**The task:**
How many lines in the listing below contain the string "stem"? Case counts, and the reply should be only the number.

═══ Stored rows ═══

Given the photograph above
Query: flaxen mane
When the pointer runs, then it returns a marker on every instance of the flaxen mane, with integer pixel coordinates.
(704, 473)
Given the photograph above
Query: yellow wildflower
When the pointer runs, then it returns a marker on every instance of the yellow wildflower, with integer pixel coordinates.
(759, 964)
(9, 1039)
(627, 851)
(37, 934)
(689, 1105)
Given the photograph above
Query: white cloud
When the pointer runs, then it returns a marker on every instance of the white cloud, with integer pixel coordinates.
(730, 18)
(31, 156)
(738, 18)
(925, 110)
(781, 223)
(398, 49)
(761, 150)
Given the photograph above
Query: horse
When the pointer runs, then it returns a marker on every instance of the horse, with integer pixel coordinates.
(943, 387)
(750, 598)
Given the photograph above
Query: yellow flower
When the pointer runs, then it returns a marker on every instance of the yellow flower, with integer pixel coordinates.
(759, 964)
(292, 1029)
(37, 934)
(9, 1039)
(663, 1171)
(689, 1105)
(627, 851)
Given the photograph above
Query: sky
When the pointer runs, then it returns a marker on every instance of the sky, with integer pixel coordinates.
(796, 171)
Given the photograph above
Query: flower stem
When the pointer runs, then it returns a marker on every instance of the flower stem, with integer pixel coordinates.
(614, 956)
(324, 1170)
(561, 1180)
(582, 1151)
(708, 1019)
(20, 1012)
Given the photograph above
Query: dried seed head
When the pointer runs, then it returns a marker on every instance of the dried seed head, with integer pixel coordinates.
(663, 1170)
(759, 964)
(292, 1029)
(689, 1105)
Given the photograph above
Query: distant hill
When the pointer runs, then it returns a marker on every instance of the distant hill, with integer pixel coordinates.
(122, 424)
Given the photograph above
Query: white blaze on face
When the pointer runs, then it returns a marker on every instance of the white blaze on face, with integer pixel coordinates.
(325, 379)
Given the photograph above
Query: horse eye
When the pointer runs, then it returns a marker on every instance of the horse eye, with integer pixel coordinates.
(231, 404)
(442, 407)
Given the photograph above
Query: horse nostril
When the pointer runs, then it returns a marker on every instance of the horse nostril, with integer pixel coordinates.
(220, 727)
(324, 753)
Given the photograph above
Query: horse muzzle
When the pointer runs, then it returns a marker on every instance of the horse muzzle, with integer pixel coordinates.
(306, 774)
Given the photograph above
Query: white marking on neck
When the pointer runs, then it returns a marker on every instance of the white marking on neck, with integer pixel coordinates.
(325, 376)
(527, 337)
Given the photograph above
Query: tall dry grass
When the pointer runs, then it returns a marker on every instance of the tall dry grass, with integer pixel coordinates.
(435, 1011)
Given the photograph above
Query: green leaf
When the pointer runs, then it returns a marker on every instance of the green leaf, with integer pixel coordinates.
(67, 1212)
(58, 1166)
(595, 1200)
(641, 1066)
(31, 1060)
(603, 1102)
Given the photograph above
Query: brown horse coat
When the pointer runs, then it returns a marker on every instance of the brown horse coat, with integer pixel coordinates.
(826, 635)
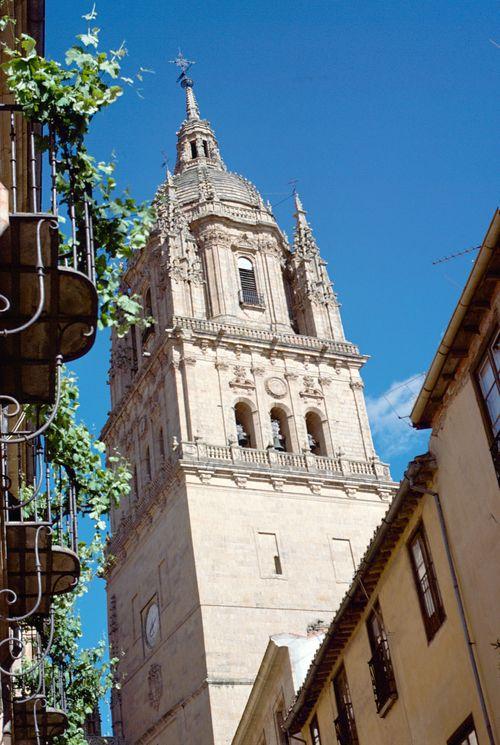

═══

**Complete response:**
2